THE DATA =>
* START *

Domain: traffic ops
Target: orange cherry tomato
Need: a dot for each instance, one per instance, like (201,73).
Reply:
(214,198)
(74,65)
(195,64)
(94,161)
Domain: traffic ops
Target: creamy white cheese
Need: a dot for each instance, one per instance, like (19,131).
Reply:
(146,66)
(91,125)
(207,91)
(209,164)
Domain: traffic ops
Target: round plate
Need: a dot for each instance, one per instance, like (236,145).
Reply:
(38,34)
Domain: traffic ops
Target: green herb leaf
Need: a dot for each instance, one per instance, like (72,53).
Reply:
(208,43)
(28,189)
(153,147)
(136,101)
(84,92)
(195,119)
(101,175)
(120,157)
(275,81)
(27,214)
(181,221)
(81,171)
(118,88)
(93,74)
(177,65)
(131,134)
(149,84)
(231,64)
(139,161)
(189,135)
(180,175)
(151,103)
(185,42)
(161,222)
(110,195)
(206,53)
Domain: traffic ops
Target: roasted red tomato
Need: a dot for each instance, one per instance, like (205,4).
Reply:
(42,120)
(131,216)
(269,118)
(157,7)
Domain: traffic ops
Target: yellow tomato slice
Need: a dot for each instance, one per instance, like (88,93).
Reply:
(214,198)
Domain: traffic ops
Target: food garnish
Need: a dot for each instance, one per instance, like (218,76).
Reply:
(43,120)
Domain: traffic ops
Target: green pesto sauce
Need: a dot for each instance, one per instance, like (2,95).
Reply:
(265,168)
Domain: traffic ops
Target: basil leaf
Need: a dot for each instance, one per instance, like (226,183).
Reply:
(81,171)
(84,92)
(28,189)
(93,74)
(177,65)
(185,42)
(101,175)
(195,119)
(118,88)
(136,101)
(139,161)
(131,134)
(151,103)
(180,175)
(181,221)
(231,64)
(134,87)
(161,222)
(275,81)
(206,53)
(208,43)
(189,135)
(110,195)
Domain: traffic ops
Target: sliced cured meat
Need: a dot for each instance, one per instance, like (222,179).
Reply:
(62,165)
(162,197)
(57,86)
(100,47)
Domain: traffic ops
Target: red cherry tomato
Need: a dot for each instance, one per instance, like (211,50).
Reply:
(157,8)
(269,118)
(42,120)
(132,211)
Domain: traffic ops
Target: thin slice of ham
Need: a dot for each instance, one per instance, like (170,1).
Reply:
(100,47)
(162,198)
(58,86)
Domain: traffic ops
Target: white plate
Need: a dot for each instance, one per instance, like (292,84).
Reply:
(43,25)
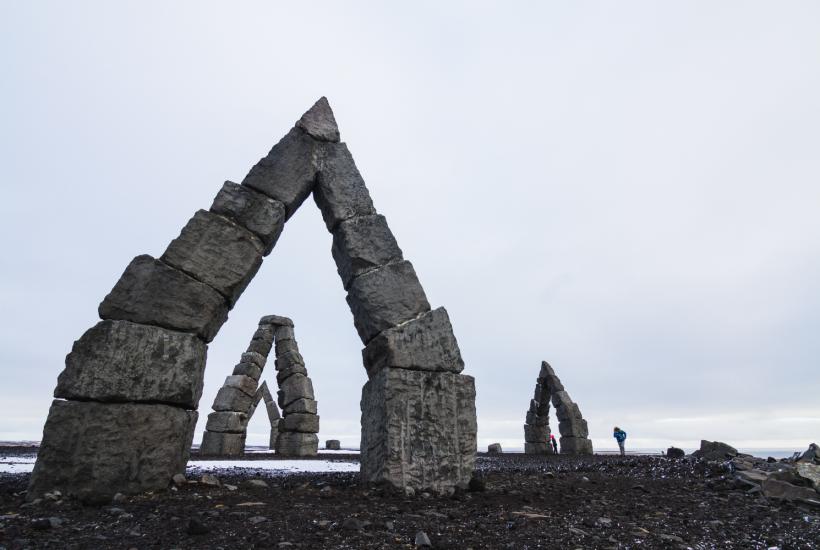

* END *

EXERCISE AIM => Identify every line in the rows above that contains the word "green", and copy each one.

REPLY TO THE EXERCISE =>
Target: green herb leaf
Target: green pesto sauce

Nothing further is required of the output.